**WORK INSTRUCTION:**
Repeat exactly, and only, the lines running from the one that holds "on the cardboard" to the end of the records.

**DATA FOR ANALYSIS:**
····················

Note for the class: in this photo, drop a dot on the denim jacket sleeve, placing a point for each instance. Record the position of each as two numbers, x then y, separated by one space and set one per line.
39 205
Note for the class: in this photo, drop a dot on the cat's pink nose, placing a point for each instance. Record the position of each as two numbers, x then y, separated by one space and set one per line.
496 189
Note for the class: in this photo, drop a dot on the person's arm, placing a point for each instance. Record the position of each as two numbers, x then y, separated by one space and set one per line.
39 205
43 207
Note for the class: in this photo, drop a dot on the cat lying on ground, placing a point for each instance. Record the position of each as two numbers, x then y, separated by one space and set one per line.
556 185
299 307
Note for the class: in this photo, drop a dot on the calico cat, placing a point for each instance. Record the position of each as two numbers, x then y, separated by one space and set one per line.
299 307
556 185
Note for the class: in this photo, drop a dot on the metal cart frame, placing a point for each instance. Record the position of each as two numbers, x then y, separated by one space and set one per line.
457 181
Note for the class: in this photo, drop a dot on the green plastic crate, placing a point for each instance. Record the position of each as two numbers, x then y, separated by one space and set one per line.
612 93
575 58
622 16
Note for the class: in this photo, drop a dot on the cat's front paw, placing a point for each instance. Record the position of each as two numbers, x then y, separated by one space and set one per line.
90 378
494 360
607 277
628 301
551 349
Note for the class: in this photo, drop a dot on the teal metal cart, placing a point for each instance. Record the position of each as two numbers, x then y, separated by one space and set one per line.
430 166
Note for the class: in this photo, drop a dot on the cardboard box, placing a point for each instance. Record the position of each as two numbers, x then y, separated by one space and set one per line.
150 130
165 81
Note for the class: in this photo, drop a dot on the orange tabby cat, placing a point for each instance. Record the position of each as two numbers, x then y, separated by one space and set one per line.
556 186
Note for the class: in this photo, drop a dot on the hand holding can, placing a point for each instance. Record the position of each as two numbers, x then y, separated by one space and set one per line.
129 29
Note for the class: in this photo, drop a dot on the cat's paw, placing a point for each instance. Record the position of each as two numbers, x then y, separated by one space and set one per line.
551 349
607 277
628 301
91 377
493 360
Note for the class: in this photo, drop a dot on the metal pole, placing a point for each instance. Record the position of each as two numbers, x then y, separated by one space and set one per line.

····················

**WRITTEN RESPONSE:**
Note for the class: in this photo, drop a dot on the cardboard box, placing a point for each instance. Record the position of each as two numbers, x then y, separated by one space and set one per line.
150 130
165 81
Note for the class: in this photo, drop a dot on the orange tabby cat, placing a point for each instance. Record the position of each as two numbers, x then y, separated by one space and set one per line.
556 186
Note for the class: in this photo, drop a dot on the hand holding can, placing a point for each instance. Record the position of each as two numbers, x then y, separated by one space and set one per line.
129 29
Note for the class: in this photo, drop a dot on the cat's paw, placing a point for each instance. Record the position of each as two numbers, x then y, separated by one space and set one per line.
551 349
607 277
628 301
91 377
493 360
Note for the class: in this photo, drop a dot on the metal pole, placing a point for each instance. Record the position of each as two numbers, x then y, separated by one space and set one per line.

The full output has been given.